**Entries provided:**
◇ ◇ ◇ ◇ ◇ ◇ ◇

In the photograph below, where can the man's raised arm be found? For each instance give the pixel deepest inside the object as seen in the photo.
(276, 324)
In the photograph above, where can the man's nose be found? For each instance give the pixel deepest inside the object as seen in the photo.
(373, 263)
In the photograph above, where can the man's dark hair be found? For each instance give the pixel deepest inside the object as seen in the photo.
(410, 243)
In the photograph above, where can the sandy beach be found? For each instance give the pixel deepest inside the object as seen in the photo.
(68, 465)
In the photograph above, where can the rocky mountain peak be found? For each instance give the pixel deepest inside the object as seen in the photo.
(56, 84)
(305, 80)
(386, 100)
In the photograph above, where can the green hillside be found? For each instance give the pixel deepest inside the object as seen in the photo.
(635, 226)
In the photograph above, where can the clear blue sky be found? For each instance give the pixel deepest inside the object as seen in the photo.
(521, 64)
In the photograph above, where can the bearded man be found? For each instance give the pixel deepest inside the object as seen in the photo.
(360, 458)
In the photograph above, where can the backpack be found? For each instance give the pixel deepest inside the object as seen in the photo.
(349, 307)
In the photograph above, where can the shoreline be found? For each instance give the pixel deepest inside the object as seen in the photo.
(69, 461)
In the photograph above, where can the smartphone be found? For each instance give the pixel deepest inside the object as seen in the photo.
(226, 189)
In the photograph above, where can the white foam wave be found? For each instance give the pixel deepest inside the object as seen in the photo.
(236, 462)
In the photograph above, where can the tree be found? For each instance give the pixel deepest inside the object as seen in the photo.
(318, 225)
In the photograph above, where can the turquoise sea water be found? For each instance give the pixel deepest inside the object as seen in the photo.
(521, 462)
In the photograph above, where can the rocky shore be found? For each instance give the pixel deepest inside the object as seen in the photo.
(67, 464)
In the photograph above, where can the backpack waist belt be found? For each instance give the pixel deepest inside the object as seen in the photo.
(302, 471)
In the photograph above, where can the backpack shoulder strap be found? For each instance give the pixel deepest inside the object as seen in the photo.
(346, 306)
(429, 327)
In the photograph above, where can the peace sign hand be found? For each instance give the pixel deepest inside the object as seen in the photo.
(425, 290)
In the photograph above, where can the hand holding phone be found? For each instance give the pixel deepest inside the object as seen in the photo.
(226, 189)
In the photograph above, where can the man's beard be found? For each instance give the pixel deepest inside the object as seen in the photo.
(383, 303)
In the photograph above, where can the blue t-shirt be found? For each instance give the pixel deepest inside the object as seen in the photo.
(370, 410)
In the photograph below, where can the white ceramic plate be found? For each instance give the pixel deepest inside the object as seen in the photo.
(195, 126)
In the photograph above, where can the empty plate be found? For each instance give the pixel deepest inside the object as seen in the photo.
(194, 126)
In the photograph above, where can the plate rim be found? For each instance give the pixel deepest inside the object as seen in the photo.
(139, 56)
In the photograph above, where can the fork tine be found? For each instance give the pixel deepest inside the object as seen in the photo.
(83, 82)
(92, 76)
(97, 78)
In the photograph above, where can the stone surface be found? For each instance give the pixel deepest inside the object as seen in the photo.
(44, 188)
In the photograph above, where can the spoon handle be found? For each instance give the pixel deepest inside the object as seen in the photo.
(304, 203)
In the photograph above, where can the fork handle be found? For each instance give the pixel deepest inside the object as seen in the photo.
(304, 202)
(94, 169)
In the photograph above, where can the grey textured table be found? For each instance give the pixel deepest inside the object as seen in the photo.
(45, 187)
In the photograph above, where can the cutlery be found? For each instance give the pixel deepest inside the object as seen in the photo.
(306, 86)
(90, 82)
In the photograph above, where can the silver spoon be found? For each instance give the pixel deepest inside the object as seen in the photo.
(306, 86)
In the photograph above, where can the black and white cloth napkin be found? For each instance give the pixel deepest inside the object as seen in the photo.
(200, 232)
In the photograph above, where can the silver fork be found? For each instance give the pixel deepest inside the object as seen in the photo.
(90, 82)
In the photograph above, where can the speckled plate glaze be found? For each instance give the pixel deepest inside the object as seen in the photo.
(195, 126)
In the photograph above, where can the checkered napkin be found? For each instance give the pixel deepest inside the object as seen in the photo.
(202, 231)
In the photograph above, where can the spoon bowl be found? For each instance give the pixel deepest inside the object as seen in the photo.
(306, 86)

◇ ◇ ◇ ◇ ◇ ◇ ◇

**Exercise instructions:** The data must be given again in full. Keep every line identical.

**Task output:**
In the photograph below, where can the man's raised arm be found? For each instance give the pixel deepest inside the object as seen in the photo.
(276, 324)
In the photograph above, where can the man's nose be found? For each instance give the pixel deepest inside the object as seen in the photo.
(373, 263)
In the photograph above, where can the man's dark hair be found? For each instance give the pixel deepest inside the object as seen in the photo.
(410, 243)
In the photograph above, where can the sandy beach be found? For each instance give the pixel deepest inside the object as seen in the photo.
(68, 465)
In the photograph above, where can the rocky mountain peak be found? For each instance give the pixel deepest inside the object as seen in the photo.
(56, 84)
(305, 80)
(386, 100)
In the photograph above, where can the green hillside be found? For each instance give the pixel deepest inside the object as seen in the photo.
(635, 226)
In the photograph above, where can the clear blue sky be found? For each instance give the pixel deepest inside the object as seen in the photo.
(521, 64)
In the photograph above, where can the bearded man be found? For each instance give the pixel deepest inside the object as seen in the photo.
(360, 458)
In the photograph above, where can the backpack be found? For each instance give the pixel deepest inside the object as seen in the photo.
(349, 307)
In the photograph above, where can the shoreline be found? For each instance give the pixel deepest inside the object as seen in the photo.
(69, 461)
In the photograph above, where can the smartphone be found? For each instance give the pixel deepest inside the object as seen in the photo.
(226, 189)
In the photograph above, where can the white foam wave be found? For each instance give the pixel deepest inside the object as seen in the photo.
(236, 462)
In the photograph above, where can the tree be found? For each instance give the pixel deepest inside the object as seen in the photo.
(318, 225)
In the photograph above, where can the turquoise sea water be found? For each instance give the pixel deepest inside the object as seen in the photo.
(521, 462)
In the photograph above, where can the rocky shore be found? For each instance give the pixel deepest inside the object as seen in the photo.
(67, 464)
In the photograph above, where can the backpack waist belt be found? For each instance give the pixel deepest inside the object as seen in the photo.
(302, 471)
In the photograph above, where can the backpack shoulder strap be found? For each instance give the pixel deepest inside the object as seen in the photo.
(346, 306)
(429, 327)
In the photograph above, where can the peace sign hand be found? For each instance give the pixel deepest inside the object as seen in the photo.
(425, 290)
In the photograph above, where can the hand holding phone be found? For each instance give the pixel deepest inside the object as seen in the photo.
(226, 189)
In the photograph above, where can the man's beard be found? For each instance give the pixel deepest inside the object as seen in the photo.
(383, 303)
In the photograph above, where can the blue t-shirt be found? For each instance give the pixel deepest inside the object as seen in the photo.
(370, 410)
In the photograph below, where can the white ceramic plate be found? For each instance give the pixel deepest inside the object as seen in the photo.
(195, 126)
In the photograph above, where can the empty plate be found? For each instance give the pixel deepest inside the object as seen in the photo.
(194, 126)
In the photograph above, where can the plate rim be found? For each instance give the pixel deepest inside the object as seen in the photo.
(139, 56)
In the photograph above, where can the fork tine be found? For each instance give the pixel deepest inside the object as seen in the photo.
(83, 82)
(92, 76)
(97, 78)
In the photograph above, where can the stone surface be found? For each instance give the pixel deepest inside the object as seen in the photo.
(44, 188)
In the photograph above, where can the spoon handle be found? For each instance give the pixel deepest inside the object as seen in the photo.
(304, 203)
In the photograph above, where can the fork handle be found? For each instance give the pixel deepest inside the object as seen in the photo.
(304, 202)
(94, 169)
In the photograph above, where can the grey textured table be found? For each instance give the pixel deepest inside the object as seen in the photo.
(45, 187)
In the photograph above, where can the cutlery be found? For each instance give the pixel deepest inside the object as seen in the photo.
(306, 86)
(90, 82)
In the photograph above, where can the silver spoon be found? For each instance give the pixel deepest inside the object as seen in the photo.
(306, 86)
In the photograph above, where can the black and white cloth napkin be found? For each instance give the pixel deepest inside the object as seen in the photo.
(200, 232)
In the photograph above, where can the silver fork be found? For each instance give the pixel deepest inside the object as seen in the photo.
(90, 82)
In the photograph above, where can the speckled plate glaze be found? For each instance give the pixel deepest inside the object as seen in the photo.
(195, 126)
In the photograph above, where can the checkered napkin be found? For each instance give the pixel deepest inside the object as seen in the photo.
(202, 231)
In the photograph above, where can the spoon bowl be found? For each instance give the pixel deepest inside the object as seen in the photo.
(306, 86)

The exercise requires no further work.